WHAT YOU NEED TO DO: Could you recast the part of the records that opens with the line containing "Return one point per instance of the person's" and runs through the end of the records as a two-column CSV with the headers instruction and answer, one row per record? Put each instruction and its answer in a single quoted field, turning line breaks into spaces.

RECORDS SHOWN:
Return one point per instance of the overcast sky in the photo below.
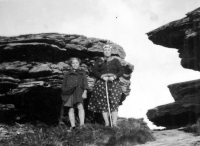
(124, 22)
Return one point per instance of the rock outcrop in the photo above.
(32, 68)
(184, 35)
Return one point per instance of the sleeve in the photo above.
(85, 82)
(119, 69)
(64, 84)
(95, 69)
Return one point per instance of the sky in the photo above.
(124, 22)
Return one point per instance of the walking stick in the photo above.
(108, 104)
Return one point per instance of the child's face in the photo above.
(107, 52)
(75, 64)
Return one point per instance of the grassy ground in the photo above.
(131, 132)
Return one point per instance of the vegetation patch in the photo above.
(129, 132)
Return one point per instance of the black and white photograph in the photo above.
(99, 73)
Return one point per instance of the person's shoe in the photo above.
(61, 123)
(107, 125)
(72, 129)
(116, 127)
(82, 127)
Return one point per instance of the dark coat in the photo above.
(111, 65)
(74, 82)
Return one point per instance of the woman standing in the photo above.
(74, 90)
(107, 70)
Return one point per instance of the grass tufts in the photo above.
(130, 132)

RESPONSE TO THIS TASK:
instruction,answer
"Return one point per instance of the person's shoe in the photo above.","(61, 123) (107, 125) (72, 129) (116, 127) (82, 127)"
"Return one point per instance of the dark coat in the photo above.","(111, 65) (74, 82)"
"Return one point per instance of the woman standing in the photo above.","(74, 90) (107, 70)"
"Return one point per instance of the grass tufts in the photo above.","(130, 132)"